AIM
Rewrite every line from the start of the listing through the line containing "<point>480,210</point>", inclusive. Shift each coordinate in the answers by -35 and keep all other text the same.

Position identification listing

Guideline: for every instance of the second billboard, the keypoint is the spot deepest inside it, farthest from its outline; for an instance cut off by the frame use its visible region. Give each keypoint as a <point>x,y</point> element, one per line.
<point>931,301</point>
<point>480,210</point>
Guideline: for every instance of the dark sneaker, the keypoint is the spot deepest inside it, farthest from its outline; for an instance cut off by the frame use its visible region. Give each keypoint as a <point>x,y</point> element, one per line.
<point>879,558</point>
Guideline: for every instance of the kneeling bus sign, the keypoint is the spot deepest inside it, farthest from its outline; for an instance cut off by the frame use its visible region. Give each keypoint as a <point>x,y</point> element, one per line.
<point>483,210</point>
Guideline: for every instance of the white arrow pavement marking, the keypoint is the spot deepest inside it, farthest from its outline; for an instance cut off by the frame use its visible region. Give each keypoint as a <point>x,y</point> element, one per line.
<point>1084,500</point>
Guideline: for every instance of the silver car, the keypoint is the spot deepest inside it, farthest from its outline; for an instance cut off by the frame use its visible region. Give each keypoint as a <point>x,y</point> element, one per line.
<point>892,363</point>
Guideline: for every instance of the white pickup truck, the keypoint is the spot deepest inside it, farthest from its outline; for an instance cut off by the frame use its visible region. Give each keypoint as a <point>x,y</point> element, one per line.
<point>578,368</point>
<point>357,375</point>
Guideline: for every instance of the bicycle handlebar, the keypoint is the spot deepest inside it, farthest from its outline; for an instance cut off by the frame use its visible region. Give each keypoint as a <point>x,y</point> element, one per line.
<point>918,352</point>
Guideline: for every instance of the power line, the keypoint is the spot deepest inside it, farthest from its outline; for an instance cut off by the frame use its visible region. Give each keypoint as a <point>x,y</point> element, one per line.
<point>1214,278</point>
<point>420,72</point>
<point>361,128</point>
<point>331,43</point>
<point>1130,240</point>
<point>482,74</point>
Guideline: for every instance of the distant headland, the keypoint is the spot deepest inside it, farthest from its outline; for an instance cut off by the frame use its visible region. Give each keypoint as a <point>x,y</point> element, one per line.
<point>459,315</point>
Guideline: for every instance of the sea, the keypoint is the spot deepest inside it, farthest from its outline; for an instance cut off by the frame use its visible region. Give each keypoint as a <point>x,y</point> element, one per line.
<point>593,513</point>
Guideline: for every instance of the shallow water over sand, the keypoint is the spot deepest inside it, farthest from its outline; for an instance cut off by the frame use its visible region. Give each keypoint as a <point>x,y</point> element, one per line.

SOLUTION TO THIS TASK
Guideline: for every instance of the second billboard, the keypoint is the spot deepest inside it, farthest from its outline; for an instance cut off by the frame use its visible region. Give each keypoint as a <point>x,y</point> element, one per line.
<point>896,266</point>
<point>445,175</point>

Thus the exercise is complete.